_The problem_
Each line from the one that contains "Indicate the white baseboard" through the last line of the listing below is to be returned exactly as it stands, and nothing else.

_Given records_
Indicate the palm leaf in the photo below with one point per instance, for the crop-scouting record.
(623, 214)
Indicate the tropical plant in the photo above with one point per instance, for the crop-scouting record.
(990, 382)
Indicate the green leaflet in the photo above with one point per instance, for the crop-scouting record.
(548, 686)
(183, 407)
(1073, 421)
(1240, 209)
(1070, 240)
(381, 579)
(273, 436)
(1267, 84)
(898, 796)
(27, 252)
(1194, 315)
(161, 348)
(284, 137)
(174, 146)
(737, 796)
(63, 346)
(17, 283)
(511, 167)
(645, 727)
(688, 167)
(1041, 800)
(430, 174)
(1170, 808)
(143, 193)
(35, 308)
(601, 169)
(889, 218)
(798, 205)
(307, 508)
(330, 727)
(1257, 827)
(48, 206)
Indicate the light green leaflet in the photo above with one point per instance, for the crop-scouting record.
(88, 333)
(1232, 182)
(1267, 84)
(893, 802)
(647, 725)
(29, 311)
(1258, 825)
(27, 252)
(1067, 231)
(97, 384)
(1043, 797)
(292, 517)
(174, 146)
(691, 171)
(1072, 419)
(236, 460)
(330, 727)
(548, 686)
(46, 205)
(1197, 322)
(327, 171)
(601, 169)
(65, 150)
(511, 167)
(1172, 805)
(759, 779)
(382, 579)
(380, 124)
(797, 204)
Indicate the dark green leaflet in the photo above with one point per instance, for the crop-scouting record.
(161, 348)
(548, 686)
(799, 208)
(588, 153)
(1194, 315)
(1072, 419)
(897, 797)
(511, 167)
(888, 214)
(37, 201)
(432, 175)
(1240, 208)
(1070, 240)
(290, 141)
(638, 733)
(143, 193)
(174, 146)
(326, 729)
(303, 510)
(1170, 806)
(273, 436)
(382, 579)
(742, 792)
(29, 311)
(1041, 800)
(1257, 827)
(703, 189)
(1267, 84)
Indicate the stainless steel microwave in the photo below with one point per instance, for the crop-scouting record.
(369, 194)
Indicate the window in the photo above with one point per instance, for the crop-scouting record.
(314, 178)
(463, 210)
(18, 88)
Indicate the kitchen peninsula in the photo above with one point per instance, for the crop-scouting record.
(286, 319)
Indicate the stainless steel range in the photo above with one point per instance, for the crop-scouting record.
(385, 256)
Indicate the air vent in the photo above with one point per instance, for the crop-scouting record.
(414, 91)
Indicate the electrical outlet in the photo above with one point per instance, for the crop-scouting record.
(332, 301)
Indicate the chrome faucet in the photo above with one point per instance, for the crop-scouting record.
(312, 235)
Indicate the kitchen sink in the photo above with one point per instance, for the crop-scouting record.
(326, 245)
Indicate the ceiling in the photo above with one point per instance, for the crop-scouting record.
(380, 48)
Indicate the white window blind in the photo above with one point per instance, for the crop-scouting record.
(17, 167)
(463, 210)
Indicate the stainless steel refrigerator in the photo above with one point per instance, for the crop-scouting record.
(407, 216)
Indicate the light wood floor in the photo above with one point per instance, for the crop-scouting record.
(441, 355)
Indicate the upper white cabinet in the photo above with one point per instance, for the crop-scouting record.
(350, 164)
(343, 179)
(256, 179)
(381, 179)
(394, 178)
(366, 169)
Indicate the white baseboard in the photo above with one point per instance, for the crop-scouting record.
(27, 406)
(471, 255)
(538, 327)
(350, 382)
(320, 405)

_Result of this exercise_
Indicate the white baseboard in the photo above with one point per instance, for the crop-scouting record.
(27, 406)
(471, 255)
(538, 327)
(350, 382)
(320, 405)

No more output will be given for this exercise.